Excerpted passage.
You may recall that some of the Missing Perspectives team attended a super fun evening hosted by Blackbird and the Clove team a while back – where we got to cook an amazing meal with the incredible Karima-Chloe Hazim…it was absolutely delicious, to no one’s surprise.
Since then, we’ve been using the beta version of the Clove app (for those not across it: a beta version is a pre-release version of an app that’s made available to a select group of users). No joke, Phoebe from our team has been banging on about the Baked Eggs recipe from the team at Cornersmith for the last couple of months – consider your PSA to go and try it stat.
We were SO thrilled to hear that Clove is now officially launching publicly – and this is in no way an ad or paid endorsement, it’s us spotlighting a tool that we genuinely love – led by an incredible female co-founder. What’s not to love?
In a nutshell, Clove is an online cooking platform that has just launched a mobile app – including an AI-powered meal planner, recipe import tools, and a creator recipe library with over 1,000 recipes. What’s even better is that the launch comes with a first-of-its kind partnership with iconic Australian publisher Hardie Grant Books – to licence recipes from best selling cookbooks, and through thus, create new digitals revenue streams for authors. Clove aims to reduce the mental load of cooking by bringing the entire process into one simple platform – and helps home cooks (including amateurs like us) centralise their favourite recipes. It converts recipes into a really easy-to-cook format.
Clove co-founder Anna Guerrero has launched Clove after a stellar stint at tech unicorn Canva. She says leaving Canva was a difficult decision.

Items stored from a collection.
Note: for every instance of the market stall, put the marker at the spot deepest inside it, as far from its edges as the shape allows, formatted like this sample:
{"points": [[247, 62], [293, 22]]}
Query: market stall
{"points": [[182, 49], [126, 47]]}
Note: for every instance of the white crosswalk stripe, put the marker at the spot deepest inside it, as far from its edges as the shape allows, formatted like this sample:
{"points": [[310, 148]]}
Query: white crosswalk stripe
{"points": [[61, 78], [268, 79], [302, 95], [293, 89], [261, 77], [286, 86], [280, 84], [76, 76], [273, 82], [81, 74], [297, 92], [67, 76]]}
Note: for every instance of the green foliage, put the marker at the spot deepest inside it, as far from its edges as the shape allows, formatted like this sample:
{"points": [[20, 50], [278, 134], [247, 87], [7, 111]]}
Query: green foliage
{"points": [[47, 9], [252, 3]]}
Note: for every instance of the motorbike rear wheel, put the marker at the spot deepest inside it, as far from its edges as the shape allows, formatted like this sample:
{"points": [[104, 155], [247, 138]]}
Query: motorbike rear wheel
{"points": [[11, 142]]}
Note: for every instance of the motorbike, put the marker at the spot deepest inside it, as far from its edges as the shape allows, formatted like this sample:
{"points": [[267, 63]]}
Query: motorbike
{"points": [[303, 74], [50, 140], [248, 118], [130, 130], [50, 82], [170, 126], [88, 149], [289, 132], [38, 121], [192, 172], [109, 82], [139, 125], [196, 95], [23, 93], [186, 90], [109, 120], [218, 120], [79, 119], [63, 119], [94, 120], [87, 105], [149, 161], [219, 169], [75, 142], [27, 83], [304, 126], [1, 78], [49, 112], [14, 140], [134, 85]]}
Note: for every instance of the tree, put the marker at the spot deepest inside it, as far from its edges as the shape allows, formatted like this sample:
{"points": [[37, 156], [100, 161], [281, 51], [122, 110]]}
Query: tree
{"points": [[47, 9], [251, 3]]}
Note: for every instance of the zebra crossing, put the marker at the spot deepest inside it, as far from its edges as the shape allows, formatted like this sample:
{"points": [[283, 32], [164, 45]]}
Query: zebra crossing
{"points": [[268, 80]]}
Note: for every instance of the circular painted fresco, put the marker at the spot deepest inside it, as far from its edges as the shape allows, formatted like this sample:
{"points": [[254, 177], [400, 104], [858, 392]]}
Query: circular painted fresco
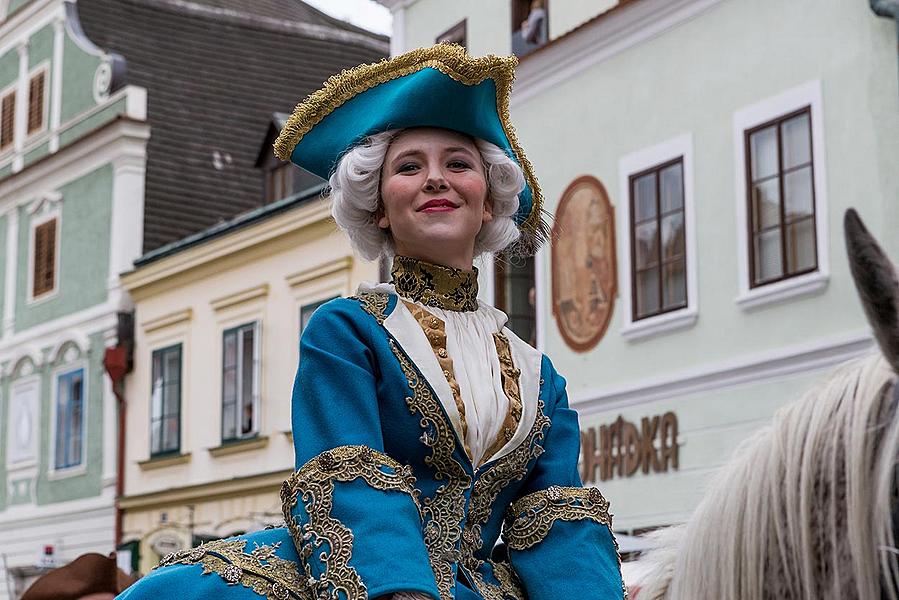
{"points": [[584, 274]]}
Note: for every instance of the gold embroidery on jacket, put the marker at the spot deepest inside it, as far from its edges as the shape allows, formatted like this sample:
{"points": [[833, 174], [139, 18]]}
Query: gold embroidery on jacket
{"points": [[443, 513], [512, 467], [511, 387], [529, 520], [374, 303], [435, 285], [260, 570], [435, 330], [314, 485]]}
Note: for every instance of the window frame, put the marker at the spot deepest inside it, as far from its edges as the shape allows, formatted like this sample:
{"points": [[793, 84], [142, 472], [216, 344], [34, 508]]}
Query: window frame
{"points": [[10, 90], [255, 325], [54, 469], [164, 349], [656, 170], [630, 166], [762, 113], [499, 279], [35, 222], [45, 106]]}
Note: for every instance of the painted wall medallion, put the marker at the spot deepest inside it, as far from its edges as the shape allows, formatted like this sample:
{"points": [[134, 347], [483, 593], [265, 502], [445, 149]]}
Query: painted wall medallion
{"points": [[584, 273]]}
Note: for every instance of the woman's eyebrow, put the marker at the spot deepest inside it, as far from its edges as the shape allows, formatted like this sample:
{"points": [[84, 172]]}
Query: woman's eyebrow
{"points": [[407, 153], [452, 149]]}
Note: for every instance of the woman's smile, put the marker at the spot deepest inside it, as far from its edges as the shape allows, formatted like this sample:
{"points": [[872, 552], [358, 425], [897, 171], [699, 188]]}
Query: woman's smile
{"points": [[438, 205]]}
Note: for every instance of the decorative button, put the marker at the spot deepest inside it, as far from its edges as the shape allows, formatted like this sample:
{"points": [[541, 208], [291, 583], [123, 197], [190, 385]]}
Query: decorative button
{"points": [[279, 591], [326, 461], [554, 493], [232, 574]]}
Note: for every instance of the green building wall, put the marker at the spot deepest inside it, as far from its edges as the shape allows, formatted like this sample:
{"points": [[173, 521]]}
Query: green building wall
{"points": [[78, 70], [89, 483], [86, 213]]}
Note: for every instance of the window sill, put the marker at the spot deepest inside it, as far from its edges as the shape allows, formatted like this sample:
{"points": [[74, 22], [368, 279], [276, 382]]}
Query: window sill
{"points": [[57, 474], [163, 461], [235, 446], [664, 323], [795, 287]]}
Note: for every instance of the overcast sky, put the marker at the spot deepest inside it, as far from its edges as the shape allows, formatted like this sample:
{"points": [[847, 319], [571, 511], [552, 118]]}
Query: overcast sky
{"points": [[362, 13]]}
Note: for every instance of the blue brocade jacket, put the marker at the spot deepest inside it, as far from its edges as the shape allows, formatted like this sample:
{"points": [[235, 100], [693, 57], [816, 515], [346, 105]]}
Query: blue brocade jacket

Set of tasks.
(a) In the post about the Clove app launch, which publisher has Clove partnered with to license recipes from best-selling cookbooks?
(b) Carry on the post about the Clove app launch, starting right after its final sentence.

Responses to the exercise.
(a) Hardie Grant Books, an Australian publisher.

(b)
“While I loved tech, I left to pursue my love of cooking and food, which at the time was just a hobby. I didn’t know exactly what I wanted to do at the time so I spent some time learning – attending culinary school and working as a pasta chef in a Michelin restaurant,” Anna tells Missing Perspectives.
“It was hard work, but it allowed me to spend time learning from people who were deeply passionate about sharing their love of food and cooking with others. I realised I wanted to do that same, but given my background at Canva, had the itch to do it at a larger scale.”
After a long shift working at a restaurant – cooking for a small number of tables – she knew that things had to change when it came to knowledge management in cooking.
“I had been sketching the idea for Clove after work, and I realised that if I was going to help more people find joy in cooking, I would need to find a way to do so at a larger scale,” she says. “I began diving more deeply into the reasons that kept people out of the kitchen – running interviews and talking to friends back home – and it became clear that for something that so many of us need to do, so many people still felt intimated and frustrated by the process of everyday cooking. Cooking on a weekend was a luxury, getting dinner on the table during the week was not.”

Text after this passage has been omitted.